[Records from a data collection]
- Opening Delimiter -
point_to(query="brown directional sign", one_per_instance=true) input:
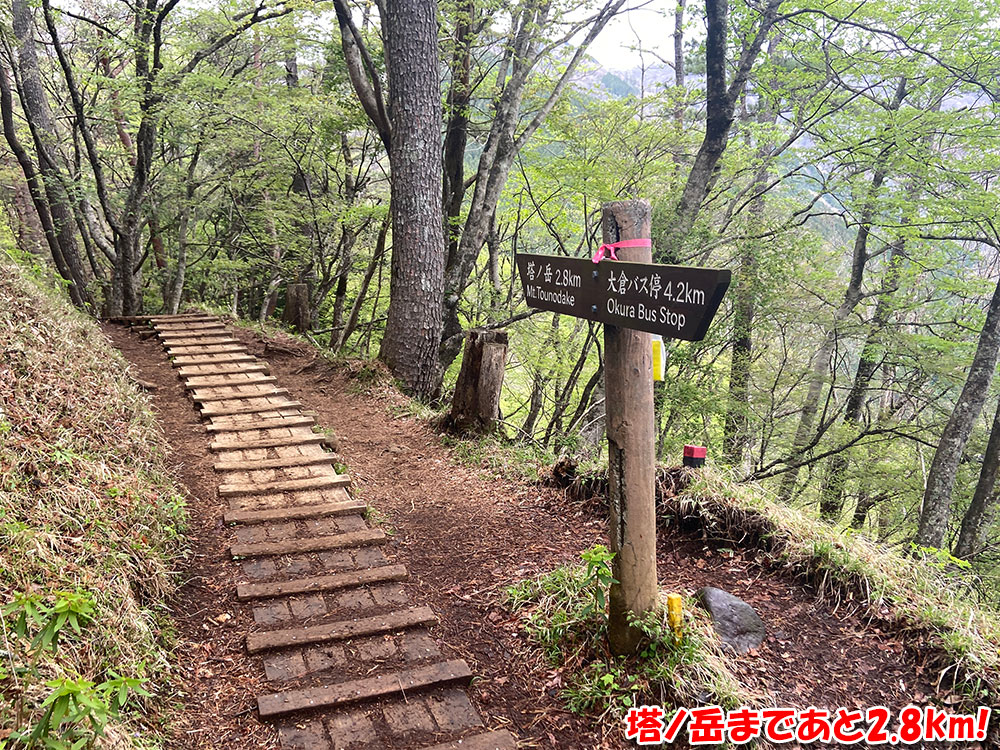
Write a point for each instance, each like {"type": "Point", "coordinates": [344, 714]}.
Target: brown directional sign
{"type": "Point", "coordinates": [676, 302]}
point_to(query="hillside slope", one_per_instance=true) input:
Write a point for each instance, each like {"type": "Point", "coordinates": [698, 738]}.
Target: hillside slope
{"type": "Point", "coordinates": [90, 526]}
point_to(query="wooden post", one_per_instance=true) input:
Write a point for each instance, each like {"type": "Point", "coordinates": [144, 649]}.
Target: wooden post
{"type": "Point", "coordinates": [297, 307]}
{"type": "Point", "coordinates": [475, 406]}
{"type": "Point", "coordinates": [631, 452]}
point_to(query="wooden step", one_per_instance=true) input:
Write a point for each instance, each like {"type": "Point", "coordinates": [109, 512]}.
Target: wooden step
{"type": "Point", "coordinates": [190, 351]}
{"type": "Point", "coordinates": [192, 329]}
{"type": "Point", "coordinates": [276, 463]}
{"type": "Point", "coordinates": [201, 330]}
{"type": "Point", "coordinates": [316, 438]}
{"type": "Point", "coordinates": [211, 381]}
{"type": "Point", "coordinates": [217, 359]}
{"type": "Point", "coordinates": [498, 740]}
{"type": "Point", "coordinates": [395, 683]}
{"type": "Point", "coordinates": [298, 420]}
{"type": "Point", "coordinates": [232, 411]}
{"type": "Point", "coordinates": [203, 398]}
{"type": "Point", "coordinates": [175, 342]}
{"type": "Point", "coordinates": [342, 631]}
{"type": "Point", "coordinates": [295, 512]}
{"type": "Point", "coordinates": [234, 489]}
{"type": "Point", "coordinates": [365, 538]}
{"type": "Point", "coordinates": [247, 366]}
{"type": "Point", "coordinates": [315, 584]}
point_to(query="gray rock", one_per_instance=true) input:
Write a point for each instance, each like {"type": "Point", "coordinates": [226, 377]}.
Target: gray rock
{"type": "Point", "coordinates": [736, 622]}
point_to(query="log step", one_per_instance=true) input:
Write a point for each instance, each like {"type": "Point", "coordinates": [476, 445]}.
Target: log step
{"type": "Point", "coordinates": [498, 740]}
{"type": "Point", "coordinates": [332, 582]}
{"type": "Point", "coordinates": [209, 381]}
{"type": "Point", "coordinates": [234, 489]}
{"type": "Point", "coordinates": [174, 342]}
{"type": "Point", "coordinates": [342, 631]}
{"type": "Point", "coordinates": [295, 512]}
{"type": "Point", "coordinates": [315, 438]}
{"type": "Point", "coordinates": [329, 696]}
{"type": "Point", "coordinates": [179, 317]}
{"type": "Point", "coordinates": [365, 538]}
{"type": "Point", "coordinates": [217, 359]}
{"type": "Point", "coordinates": [191, 329]}
{"type": "Point", "coordinates": [224, 368]}
{"type": "Point", "coordinates": [276, 463]}
{"type": "Point", "coordinates": [263, 424]}
{"type": "Point", "coordinates": [203, 398]}
{"type": "Point", "coordinates": [190, 351]}
{"type": "Point", "coordinates": [232, 411]}
{"type": "Point", "coordinates": [205, 331]}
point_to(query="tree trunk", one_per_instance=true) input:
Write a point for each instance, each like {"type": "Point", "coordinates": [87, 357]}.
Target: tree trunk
{"type": "Point", "coordinates": [43, 129]}
{"type": "Point", "coordinates": [413, 327]}
{"type": "Point", "coordinates": [679, 82]}
{"type": "Point", "coordinates": [296, 312]}
{"type": "Point", "coordinates": [831, 502]}
{"type": "Point", "coordinates": [36, 187]}
{"type": "Point", "coordinates": [631, 453]}
{"type": "Point", "coordinates": [976, 521]}
{"type": "Point", "coordinates": [475, 407]}
{"type": "Point", "coordinates": [936, 509]}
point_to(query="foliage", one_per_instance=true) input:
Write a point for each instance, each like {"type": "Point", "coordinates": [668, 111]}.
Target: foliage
{"type": "Point", "coordinates": [560, 613]}
{"type": "Point", "coordinates": [91, 526]}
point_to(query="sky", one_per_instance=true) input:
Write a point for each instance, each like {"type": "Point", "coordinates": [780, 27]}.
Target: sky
{"type": "Point", "coordinates": [651, 25]}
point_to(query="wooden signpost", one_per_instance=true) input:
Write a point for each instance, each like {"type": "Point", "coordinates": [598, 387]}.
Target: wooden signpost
{"type": "Point", "coordinates": [633, 297]}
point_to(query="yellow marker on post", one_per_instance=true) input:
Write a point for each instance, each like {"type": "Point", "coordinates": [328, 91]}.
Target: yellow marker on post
{"type": "Point", "coordinates": [675, 615]}
{"type": "Point", "coordinates": [659, 358]}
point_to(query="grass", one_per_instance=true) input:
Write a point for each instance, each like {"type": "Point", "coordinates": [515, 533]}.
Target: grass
{"type": "Point", "coordinates": [921, 595]}
{"type": "Point", "coordinates": [500, 455]}
{"type": "Point", "coordinates": [563, 612]}
{"type": "Point", "coordinates": [91, 527]}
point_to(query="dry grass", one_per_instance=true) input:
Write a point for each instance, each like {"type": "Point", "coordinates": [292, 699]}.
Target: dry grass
{"type": "Point", "coordinates": [86, 502]}
{"type": "Point", "coordinates": [850, 570]}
- Closing Delimiter -
◆ About this task ◆
Output each entry above word for word. The pictures stay out.

◆ Exercise solution ◆
point_to(query="brown directional sign", one_per_instance=true) input:
Write a point for each instance, each like {"type": "Point", "coordinates": [344, 714]}.
Target: brown directional sign
{"type": "Point", "coordinates": [676, 302]}
point_to(query="hillside slope", one_per_instance=true) input:
Write a point for each instance, each like {"type": "Point", "coordinates": [698, 738]}.
Target: hillside slope
{"type": "Point", "coordinates": [90, 526]}
point_to(query="wooden post", one_per_instance=true) input:
Write a point for each instance, each like {"type": "Point", "coordinates": [144, 649]}.
Target: wooden post
{"type": "Point", "coordinates": [297, 307]}
{"type": "Point", "coordinates": [475, 406]}
{"type": "Point", "coordinates": [631, 452]}
point_to(query="wooden step", one_per_instance=true) input:
Write a point for each instance, each like {"type": "Point", "coordinates": [109, 512]}.
Target: wooden step
{"type": "Point", "coordinates": [190, 351]}
{"type": "Point", "coordinates": [192, 329]}
{"type": "Point", "coordinates": [276, 463]}
{"type": "Point", "coordinates": [201, 330]}
{"type": "Point", "coordinates": [316, 438]}
{"type": "Point", "coordinates": [211, 381]}
{"type": "Point", "coordinates": [217, 359]}
{"type": "Point", "coordinates": [498, 740]}
{"type": "Point", "coordinates": [395, 683]}
{"type": "Point", "coordinates": [298, 420]}
{"type": "Point", "coordinates": [232, 411]}
{"type": "Point", "coordinates": [203, 398]}
{"type": "Point", "coordinates": [175, 342]}
{"type": "Point", "coordinates": [342, 631]}
{"type": "Point", "coordinates": [295, 512]}
{"type": "Point", "coordinates": [234, 489]}
{"type": "Point", "coordinates": [365, 538]}
{"type": "Point", "coordinates": [247, 366]}
{"type": "Point", "coordinates": [315, 584]}
point_to(query="gray rock", one_per_instance=true) input:
Write a point for each instance, each like {"type": "Point", "coordinates": [226, 377]}.
Target: gray rock
{"type": "Point", "coordinates": [736, 622]}
point_to(query="log step", one_per_instance=true) input:
Write a point for each instance, each like {"type": "Point", "coordinates": [476, 445]}.
Target: log step
{"type": "Point", "coordinates": [498, 740]}
{"type": "Point", "coordinates": [332, 582]}
{"type": "Point", "coordinates": [209, 381]}
{"type": "Point", "coordinates": [234, 489]}
{"type": "Point", "coordinates": [174, 342]}
{"type": "Point", "coordinates": [342, 631]}
{"type": "Point", "coordinates": [295, 512]}
{"type": "Point", "coordinates": [315, 438]}
{"type": "Point", "coordinates": [329, 696]}
{"type": "Point", "coordinates": [179, 317]}
{"type": "Point", "coordinates": [365, 538]}
{"type": "Point", "coordinates": [217, 359]}
{"type": "Point", "coordinates": [191, 329]}
{"type": "Point", "coordinates": [224, 368]}
{"type": "Point", "coordinates": [276, 463]}
{"type": "Point", "coordinates": [263, 424]}
{"type": "Point", "coordinates": [203, 398]}
{"type": "Point", "coordinates": [190, 351]}
{"type": "Point", "coordinates": [232, 411]}
{"type": "Point", "coordinates": [205, 331]}
point_to(query="tree trunk", one_per_instance=true) input:
Write a point for each instance, each like {"type": "Point", "coordinates": [87, 357]}.
Target: tree trunk
{"type": "Point", "coordinates": [43, 129]}
{"type": "Point", "coordinates": [413, 327]}
{"type": "Point", "coordinates": [679, 82]}
{"type": "Point", "coordinates": [296, 312]}
{"type": "Point", "coordinates": [831, 502]}
{"type": "Point", "coordinates": [36, 187]}
{"type": "Point", "coordinates": [631, 453]}
{"type": "Point", "coordinates": [976, 521]}
{"type": "Point", "coordinates": [475, 407]}
{"type": "Point", "coordinates": [936, 509]}
point_to(query="foliage", one_per_instance=true) input:
Write a point for each instance, each like {"type": "Point", "coordinates": [668, 111]}.
Target: foliage
{"type": "Point", "coordinates": [560, 613]}
{"type": "Point", "coordinates": [91, 526]}
point_to(query="sky", one_per_instance=true) input:
Write a point for each instance, each like {"type": "Point", "coordinates": [780, 27]}.
Target: sky
{"type": "Point", "coordinates": [651, 25]}
point_to(query="wooden signpost", one_per_instance=true) input:
Write a point for each instance, each like {"type": "Point", "coordinates": [598, 387]}.
Target: wooden signpost
{"type": "Point", "coordinates": [633, 297]}
point_to(query="yellow marker on post", one_per_instance=true) input:
Write a point for each instance, each like {"type": "Point", "coordinates": [328, 91]}.
Target: yellow marker on post
{"type": "Point", "coordinates": [675, 615]}
{"type": "Point", "coordinates": [659, 358]}
point_to(query="grass", one_per_instance=true) input:
Write a point for each instance, each like {"type": "Point", "coordinates": [515, 533]}.
Target: grass
{"type": "Point", "coordinates": [921, 595]}
{"type": "Point", "coordinates": [500, 455]}
{"type": "Point", "coordinates": [563, 612]}
{"type": "Point", "coordinates": [91, 527]}
point_to(query="dry grass", one_per_instance=true) input:
Write a point for each instance, each like {"type": "Point", "coordinates": [292, 699]}.
Target: dry grass
{"type": "Point", "coordinates": [86, 502]}
{"type": "Point", "coordinates": [850, 570]}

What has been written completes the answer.